### TASK TO CARRY OUT:
Swap each "Output" for "Predicted boxes" in the data from its first line up to and including the line with "(350, 188), (363, 224)", and reproduce those lines with nothing else changed. Leave the pictures out.

### PROVIDED RECORDS:

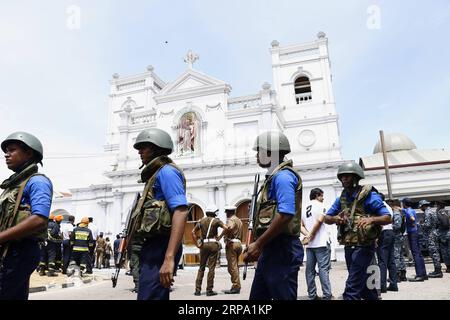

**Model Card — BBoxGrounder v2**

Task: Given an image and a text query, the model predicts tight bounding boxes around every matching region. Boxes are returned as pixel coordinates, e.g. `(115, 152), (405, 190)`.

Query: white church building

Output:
(52, 32), (343, 264)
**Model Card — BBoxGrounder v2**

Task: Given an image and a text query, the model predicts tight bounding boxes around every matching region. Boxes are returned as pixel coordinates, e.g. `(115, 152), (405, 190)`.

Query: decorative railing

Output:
(130, 110), (156, 125)
(228, 95), (261, 110)
(117, 80), (145, 91)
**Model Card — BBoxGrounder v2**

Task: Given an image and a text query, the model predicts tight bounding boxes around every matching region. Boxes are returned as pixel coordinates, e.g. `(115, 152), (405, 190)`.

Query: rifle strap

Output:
(132, 180), (152, 217)
(205, 218), (215, 239)
(0, 175), (34, 267)
(350, 188), (363, 224)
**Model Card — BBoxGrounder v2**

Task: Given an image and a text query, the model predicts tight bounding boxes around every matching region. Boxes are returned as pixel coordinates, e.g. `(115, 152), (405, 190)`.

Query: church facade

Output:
(53, 32), (343, 263)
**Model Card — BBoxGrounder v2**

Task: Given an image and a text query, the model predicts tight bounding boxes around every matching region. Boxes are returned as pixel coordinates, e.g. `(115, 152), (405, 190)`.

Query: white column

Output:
(111, 191), (124, 239)
(118, 107), (131, 169)
(205, 186), (215, 209)
(217, 184), (227, 222)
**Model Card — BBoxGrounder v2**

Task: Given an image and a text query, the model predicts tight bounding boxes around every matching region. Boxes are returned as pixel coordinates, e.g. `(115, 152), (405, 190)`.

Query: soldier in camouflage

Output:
(436, 201), (450, 273)
(419, 200), (443, 278)
(386, 199), (407, 282)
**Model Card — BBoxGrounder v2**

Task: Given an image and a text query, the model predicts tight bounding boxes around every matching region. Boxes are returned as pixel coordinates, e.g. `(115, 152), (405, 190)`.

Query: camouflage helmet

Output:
(133, 128), (173, 154)
(253, 131), (291, 153)
(419, 200), (430, 207)
(205, 204), (219, 216)
(337, 161), (364, 180)
(1, 131), (44, 162)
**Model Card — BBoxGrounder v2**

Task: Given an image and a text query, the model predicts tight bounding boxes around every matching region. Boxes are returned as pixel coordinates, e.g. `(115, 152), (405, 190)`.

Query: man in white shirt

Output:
(61, 216), (75, 274)
(86, 217), (98, 274)
(302, 188), (333, 300)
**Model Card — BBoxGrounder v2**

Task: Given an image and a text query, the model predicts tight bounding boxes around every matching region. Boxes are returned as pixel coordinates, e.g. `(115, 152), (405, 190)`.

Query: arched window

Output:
(182, 203), (204, 265)
(176, 111), (201, 156)
(183, 203), (204, 245)
(294, 76), (312, 104)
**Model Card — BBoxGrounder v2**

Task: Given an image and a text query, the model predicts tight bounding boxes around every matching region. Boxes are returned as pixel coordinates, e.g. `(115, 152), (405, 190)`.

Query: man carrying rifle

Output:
(222, 206), (242, 294)
(130, 128), (188, 300)
(325, 161), (391, 300)
(244, 131), (303, 300)
(0, 132), (53, 300)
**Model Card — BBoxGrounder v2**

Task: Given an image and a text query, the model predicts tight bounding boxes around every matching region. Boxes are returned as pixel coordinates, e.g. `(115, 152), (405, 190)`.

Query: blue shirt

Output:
(21, 175), (53, 219)
(268, 170), (298, 216)
(153, 165), (188, 212)
(327, 190), (390, 216)
(402, 208), (417, 233)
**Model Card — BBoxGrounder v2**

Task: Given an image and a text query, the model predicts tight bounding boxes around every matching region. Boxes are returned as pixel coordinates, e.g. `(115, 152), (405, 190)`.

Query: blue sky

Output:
(0, 0), (450, 189)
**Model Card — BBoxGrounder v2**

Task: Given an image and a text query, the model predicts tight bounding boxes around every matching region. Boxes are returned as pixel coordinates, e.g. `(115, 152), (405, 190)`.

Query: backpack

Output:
(400, 210), (406, 234)
(392, 210), (406, 234)
(437, 211), (450, 230)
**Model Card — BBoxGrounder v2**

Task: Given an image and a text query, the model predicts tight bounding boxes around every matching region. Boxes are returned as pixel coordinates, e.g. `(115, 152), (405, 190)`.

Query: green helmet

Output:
(1, 131), (44, 161)
(337, 161), (364, 180)
(133, 128), (173, 154)
(253, 131), (291, 153)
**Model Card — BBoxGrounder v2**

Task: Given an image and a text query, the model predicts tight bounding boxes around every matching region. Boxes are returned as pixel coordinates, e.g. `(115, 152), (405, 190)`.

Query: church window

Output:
(294, 76), (312, 104)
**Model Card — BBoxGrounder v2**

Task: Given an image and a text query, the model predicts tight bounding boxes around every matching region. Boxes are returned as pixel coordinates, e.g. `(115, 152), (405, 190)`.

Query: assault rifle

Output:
(337, 210), (352, 241)
(242, 173), (259, 280)
(111, 192), (141, 288)
(0, 178), (30, 271)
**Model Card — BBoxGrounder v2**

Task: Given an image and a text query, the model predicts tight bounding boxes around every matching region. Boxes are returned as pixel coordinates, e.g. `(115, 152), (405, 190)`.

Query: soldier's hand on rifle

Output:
(334, 211), (347, 225)
(243, 242), (261, 263)
(356, 217), (373, 229)
(159, 258), (175, 288)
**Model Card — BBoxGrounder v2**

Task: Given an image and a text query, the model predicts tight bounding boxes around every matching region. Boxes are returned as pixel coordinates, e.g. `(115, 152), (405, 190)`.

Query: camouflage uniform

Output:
(392, 210), (406, 272)
(130, 240), (142, 292)
(422, 208), (441, 273)
(437, 209), (450, 272)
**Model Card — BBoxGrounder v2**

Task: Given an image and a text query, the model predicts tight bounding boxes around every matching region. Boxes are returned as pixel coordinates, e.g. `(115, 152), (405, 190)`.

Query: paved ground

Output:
(30, 262), (450, 300)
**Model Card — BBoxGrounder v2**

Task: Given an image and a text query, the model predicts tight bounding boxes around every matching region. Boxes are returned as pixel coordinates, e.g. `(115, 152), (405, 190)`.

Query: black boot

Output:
(399, 270), (408, 281)
(428, 269), (444, 278)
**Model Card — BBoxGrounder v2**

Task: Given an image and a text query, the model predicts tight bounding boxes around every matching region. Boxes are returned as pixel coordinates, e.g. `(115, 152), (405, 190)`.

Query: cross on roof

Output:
(184, 50), (199, 69)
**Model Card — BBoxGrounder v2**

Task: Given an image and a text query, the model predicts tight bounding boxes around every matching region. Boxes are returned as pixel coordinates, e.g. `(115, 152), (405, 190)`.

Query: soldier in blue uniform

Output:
(436, 200), (450, 273)
(0, 132), (53, 300)
(133, 128), (188, 300)
(244, 131), (303, 300)
(402, 198), (428, 282)
(325, 162), (391, 300)
(419, 200), (444, 278)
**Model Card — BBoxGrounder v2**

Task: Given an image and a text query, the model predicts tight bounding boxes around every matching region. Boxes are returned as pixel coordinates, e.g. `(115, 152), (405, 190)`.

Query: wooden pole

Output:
(380, 130), (392, 199)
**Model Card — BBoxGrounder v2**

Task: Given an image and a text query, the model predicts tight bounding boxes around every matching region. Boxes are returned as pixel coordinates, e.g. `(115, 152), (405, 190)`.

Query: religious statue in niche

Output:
(178, 112), (198, 155)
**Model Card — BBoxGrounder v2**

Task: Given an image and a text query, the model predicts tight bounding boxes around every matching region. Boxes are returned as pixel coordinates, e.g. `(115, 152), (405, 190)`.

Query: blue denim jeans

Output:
(250, 234), (303, 300)
(377, 230), (397, 290)
(342, 245), (378, 300)
(408, 231), (427, 277)
(137, 236), (183, 300)
(0, 239), (41, 300)
(305, 245), (332, 299)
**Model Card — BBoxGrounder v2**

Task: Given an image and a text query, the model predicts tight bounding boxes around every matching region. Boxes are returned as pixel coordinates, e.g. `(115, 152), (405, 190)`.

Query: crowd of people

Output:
(37, 214), (113, 277)
(0, 128), (450, 300)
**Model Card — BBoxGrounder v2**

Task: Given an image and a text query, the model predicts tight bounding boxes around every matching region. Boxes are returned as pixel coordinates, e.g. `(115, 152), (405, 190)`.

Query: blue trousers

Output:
(408, 231), (427, 277)
(137, 236), (183, 300)
(305, 245), (332, 299)
(250, 235), (304, 300)
(343, 246), (378, 300)
(377, 230), (397, 289)
(0, 240), (41, 300)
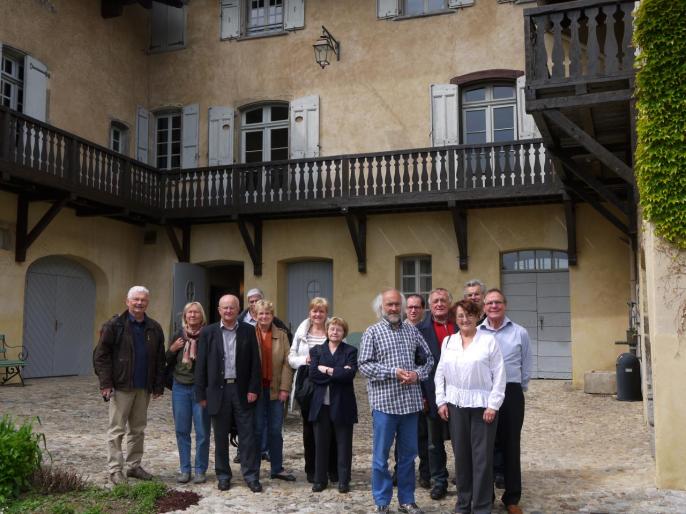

### WRITTEN SOLUTION:
**Model Card — BBoxGrounder v2**

Task: Given an image and a text query, the model predicts tight bounding boxes around every matching region. Boxes are returned as pixel coordinates, e.g. `(115, 152), (405, 190)`.

Query: white church building

Predicted boxes:
(52, 32), (343, 264)
**Model Card — BBoxGrounder v2**

Task: Given an image and a text query, the model predicts tight bounding boxes around every matching region. Boxes are returned as pixel coordinates, e.g. `(115, 152), (405, 190)`.

Query: decorative railing

Predicted boxes:
(130, 110), (156, 125)
(228, 95), (261, 110)
(117, 80), (145, 91)
**Model Card — BBoxGrounder v2**

Task: Given an image and a text query, the model predicts tight bounding boxes around every matching region. Boxes are returned as pixel coordinates, e.g. `(115, 152), (405, 190)`.

Query: rifle strap

Predicted boxes:
(132, 180), (152, 217)
(205, 218), (215, 239)
(0, 175), (34, 267)
(350, 188), (363, 224)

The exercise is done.